Problem details:
Write out the entries below again unchanged, everything from the line containing "Where can you spot the slender" down to the end of the entries.
---------------
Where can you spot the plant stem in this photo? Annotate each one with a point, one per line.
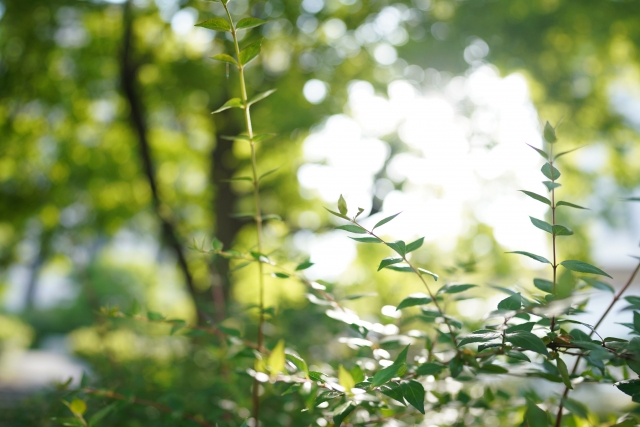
(258, 213)
(606, 312)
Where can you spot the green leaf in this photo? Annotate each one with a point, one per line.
(225, 58)
(232, 103)
(514, 302)
(549, 134)
(479, 336)
(415, 245)
(250, 22)
(345, 379)
(414, 393)
(352, 229)
(535, 416)
(384, 221)
(250, 52)
(571, 205)
(564, 373)
(542, 225)
(527, 341)
(543, 285)
(429, 368)
(388, 261)
(582, 267)
(413, 300)
(304, 265)
(537, 197)
(550, 172)
(541, 152)
(533, 256)
(551, 185)
(341, 412)
(561, 230)
(260, 96)
(342, 205)
(454, 289)
(366, 239)
(216, 24)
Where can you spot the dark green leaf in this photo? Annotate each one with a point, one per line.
(384, 221)
(414, 393)
(250, 22)
(549, 136)
(250, 52)
(413, 300)
(514, 302)
(537, 197)
(582, 267)
(225, 58)
(388, 261)
(216, 24)
(533, 256)
(571, 205)
(527, 341)
(415, 245)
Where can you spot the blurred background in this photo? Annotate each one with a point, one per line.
(111, 165)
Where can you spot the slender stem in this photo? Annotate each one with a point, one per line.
(606, 312)
(258, 213)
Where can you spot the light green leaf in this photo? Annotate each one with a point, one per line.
(582, 267)
(250, 52)
(414, 393)
(250, 22)
(537, 197)
(533, 256)
(232, 103)
(385, 220)
(223, 57)
(216, 24)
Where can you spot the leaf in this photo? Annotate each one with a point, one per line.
(527, 341)
(277, 358)
(571, 205)
(429, 368)
(225, 58)
(250, 22)
(533, 256)
(551, 185)
(342, 205)
(413, 300)
(454, 289)
(535, 416)
(366, 239)
(542, 225)
(232, 103)
(582, 267)
(384, 221)
(479, 336)
(260, 96)
(549, 134)
(216, 24)
(415, 245)
(304, 265)
(352, 229)
(388, 261)
(341, 412)
(250, 52)
(345, 379)
(564, 372)
(414, 393)
(550, 172)
(541, 152)
(537, 197)
(514, 302)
---------------
Complete output:
Where can you spot the slender stem in this photo? Annotate each one with a point, one per line.
(606, 312)
(258, 213)
Where can you spot the light green leaf in this photo? Annotate each one with a point, one per line.
(582, 267)
(250, 52)
(414, 393)
(250, 22)
(537, 197)
(533, 256)
(232, 103)
(385, 220)
(223, 57)
(216, 24)
Where can you spot the leaf in this photo? Annotate each one with a point, one per line.
(527, 341)
(277, 358)
(571, 205)
(429, 368)
(225, 58)
(250, 22)
(533, 256)
(551, 185)
(342, 205)
(413, 300)
(454, 289)
(535, 416)
(366, 239)
(542, 225)
(232, 103)
(582, 267)
(384, 221)
(479, 336)
(260, 96)
(549, 134)
(216, 24)
(415, 245)
(304, 265)
(352, 229)
(388, 261)
(341, 412)
(250, 52)
(345, 379)
(564, 372)
(414, 393)
(550, 172)
(541, 152)
(537, 197)
(514, 302)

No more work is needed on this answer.